Exercise: Output the records exactly. Include every line.

Location annotation dataset excerpts:
——

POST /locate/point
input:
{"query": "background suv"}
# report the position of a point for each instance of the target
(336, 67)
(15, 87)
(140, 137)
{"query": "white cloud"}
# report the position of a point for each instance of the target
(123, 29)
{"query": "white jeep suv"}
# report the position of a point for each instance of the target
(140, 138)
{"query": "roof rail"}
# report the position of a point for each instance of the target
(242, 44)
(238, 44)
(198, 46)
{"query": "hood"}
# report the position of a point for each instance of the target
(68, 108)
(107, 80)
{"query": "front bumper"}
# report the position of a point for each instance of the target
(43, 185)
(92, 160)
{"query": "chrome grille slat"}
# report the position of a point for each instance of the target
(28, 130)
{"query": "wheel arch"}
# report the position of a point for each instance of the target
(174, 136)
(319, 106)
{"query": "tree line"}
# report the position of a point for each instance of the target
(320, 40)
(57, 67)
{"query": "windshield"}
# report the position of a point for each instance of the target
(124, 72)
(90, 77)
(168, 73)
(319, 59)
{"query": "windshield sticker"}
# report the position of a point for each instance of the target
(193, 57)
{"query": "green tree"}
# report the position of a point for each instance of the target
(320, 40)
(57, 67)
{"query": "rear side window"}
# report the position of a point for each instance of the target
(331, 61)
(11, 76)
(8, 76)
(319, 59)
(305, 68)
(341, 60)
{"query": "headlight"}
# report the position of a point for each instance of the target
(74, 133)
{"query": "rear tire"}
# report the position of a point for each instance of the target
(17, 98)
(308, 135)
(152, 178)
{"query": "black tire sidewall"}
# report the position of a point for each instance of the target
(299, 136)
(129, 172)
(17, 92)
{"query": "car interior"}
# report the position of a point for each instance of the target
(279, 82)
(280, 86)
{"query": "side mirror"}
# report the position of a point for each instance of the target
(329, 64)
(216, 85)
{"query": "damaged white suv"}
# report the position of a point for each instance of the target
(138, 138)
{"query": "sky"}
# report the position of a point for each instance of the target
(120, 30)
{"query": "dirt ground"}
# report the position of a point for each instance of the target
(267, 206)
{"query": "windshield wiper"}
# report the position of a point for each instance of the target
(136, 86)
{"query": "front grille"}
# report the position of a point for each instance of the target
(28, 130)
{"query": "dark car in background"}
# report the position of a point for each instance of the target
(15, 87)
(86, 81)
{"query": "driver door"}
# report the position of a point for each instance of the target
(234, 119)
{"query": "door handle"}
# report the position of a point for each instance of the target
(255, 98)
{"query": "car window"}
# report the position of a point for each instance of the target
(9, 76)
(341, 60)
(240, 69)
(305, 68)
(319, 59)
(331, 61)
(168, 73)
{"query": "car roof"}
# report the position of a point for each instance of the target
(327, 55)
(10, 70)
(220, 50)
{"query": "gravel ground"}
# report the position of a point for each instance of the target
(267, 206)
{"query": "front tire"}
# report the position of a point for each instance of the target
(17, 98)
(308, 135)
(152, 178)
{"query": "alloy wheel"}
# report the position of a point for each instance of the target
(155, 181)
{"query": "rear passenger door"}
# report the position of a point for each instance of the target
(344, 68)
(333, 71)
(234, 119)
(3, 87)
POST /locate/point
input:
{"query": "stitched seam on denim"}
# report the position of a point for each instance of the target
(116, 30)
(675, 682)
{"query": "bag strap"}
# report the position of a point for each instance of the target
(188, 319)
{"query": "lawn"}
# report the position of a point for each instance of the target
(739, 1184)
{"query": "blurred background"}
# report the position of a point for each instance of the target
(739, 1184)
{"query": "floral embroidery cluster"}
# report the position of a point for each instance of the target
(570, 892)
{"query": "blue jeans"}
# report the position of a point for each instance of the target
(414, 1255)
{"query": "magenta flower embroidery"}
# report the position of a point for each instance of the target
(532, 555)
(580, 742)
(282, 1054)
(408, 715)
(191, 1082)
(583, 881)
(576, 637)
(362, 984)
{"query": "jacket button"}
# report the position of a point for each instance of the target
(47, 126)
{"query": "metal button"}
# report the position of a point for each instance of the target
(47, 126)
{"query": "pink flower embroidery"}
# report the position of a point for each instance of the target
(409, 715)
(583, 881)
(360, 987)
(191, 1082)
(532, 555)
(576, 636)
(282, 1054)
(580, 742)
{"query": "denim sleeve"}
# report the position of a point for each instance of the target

——

Written reply:
POST /locate/point
input:
{"query": "background suv"}
# report the position of a point for each instance of the target
(336, 67)
(15, 87)
(140, 137)
{"query": "white cloud"}
# report the position of a point for each instance of the target
(123, 29)
{"query": "white jeep suv"}
# report the position of a point for each instance of the target
(140, 138)
{"query": "roof rail"}
# report the position of a point for each instance of the target
(242, 44)
(238, 44)
(198, 46)
{"query": "hood"}
# report the position of a point for each instance of the target
(68, 108)
(107, 80)
{"query": "front bumper"}
# report the position of a point for each instance of the target
(43, 185)
(92, 160)
{"query": "chrome grille slat"}
# report the position of a point for each instance of the target
(28, 130)
{"query": "wheel arch"}
# report the position of a point for each instance of the target
(174, 136)
(319, 106)
{"query": "tree line"}
# report the position of a point for each instance of the target
(320, 40)
(57, 67)
{"query": "windshield"}
# report the position of a point for each instance of the target
(124, 72)
(90, 77)
(168, 73)
(319, 59)
{"query": "windshield sticker"}
# report the position of a point for each instance of the target
(193, 57)
{"query": "green tree"}
# report the position of a point for each instance of the target
(320, 40)
(57, 67)
{"query": "rear side window"}
# report the position of a point for each instance of the target
(331, 61)
(11, 76)
(8, 76)
(319, 59)
(305, 68)
(341, 60)
{"query": "headlight"}
# report the position of a point for each instance of the target
(74, 133)
{"query": "rear tire"}
# report the position of a point for each instance of the target
(17, 98)
(308, 135)
(152, 178)
{"query": "black tire sidewall"}
# report the position of a point for each instance of the target
(299, 136)
(129, 172)
(17, 92)
{"query": "car interior"}
# report the position of a point for each instance of the target
(279, 82)
(280, 86)
{"query": "side mirror"}
# report the position of a point for each instance of the target
(329, 64)
(216, 85)
{"query": "damaged white suv"}
# report the position of a point for each instance of the target
(138, 138)
{"query": "sky"}
# report the position of a point for each instance of the target
(120, 30)
{"query": "dirt ground"}
# report the position of a point for each instance of the target
(267, 206)
{"query": "windshield wiper"}
# report the position of a point for each instance of the target
(136, 86)
{"query": "front grille"}
# report the position of a point for each instance of the target
(28, 130)
{"query": "dark car in background"}
# report the position of a point for each instance of the target
(15, 87)
(86, 81)
{"query": "driver door"}
# report the position of a point for each instance of the target
(234, 119)
{"query": "door handle"}
# report the position of a point for each instance of the target
(255, 98)
{"query": "car window"}
# report the position of a point for each instance of the target
(9, 76)
(341, 60)
(240, 69)
(305, 68)
(319, 59)
(331, 61)
(168, 73)
{"query": "car roof"}
# report the position of a point for each instance of the target
(327, 55)
(10, 70)
(220, 50)
{"query": "gravel ground"}
# report the position of a point for each instance of the target
(267, 206)
{"query": "front tire"}
# report the position of a point for each instance of the target
(17, 98)
(308, 135)
(152, 178)
{"query": "alloy wheel"}
# report the position of a point for each instance of the target
(155, 181)
{"query": "rear passenger door"}
# report the position of a point for each instance of the target
(344, 68)
(333, 71)
(234, 119)
(3, 87)
POST /locate/point
input:
{"query": "stitched seam on denim"}
# report the position of a point for each instance of the target
(116, 30)
(675, 682)
{"query": "bag strap"}
# report the position of a point for each instance of the target
(188, 319)
{"query": "lawn"}
# report the position of a point for each instance of the target
(739, 1184)
{"query": "blurred background"}
# report the position of a point for each instance of the target
(739, 1184)
{"query": "floral embroidery cluster"}
# report the position of a point for each instance of the target
(570, 892)
{"query": "blue jeans"}
# report the position of a point for each instance of the target
(414, 1255)
{"query": "magenta flower embroidery"}
# report the position of a point for each instance of the target
(532, 555)
(580, 742)
(282, 1054)
(408, 715)
(191, 1082)
(583, 881)
(576, 637)
(362, 984)
{"query": "jacket button"}
# report the position of a point for each instance of the target
(47, 126)
{"query": "metal button"}
# report the position of a point for each instance of the target
(47, 126)
{"query": "pink flower embroidery"}
# report the position of a point for each instance of the target
(409, 715)
(583, 881)
(360, 987)
(191, 1082)
(532, 555)
(576, 636)
(282, 1054)
(580, 742)
{"query": "denim sleeve"}
# report the position of a point for each instance of the target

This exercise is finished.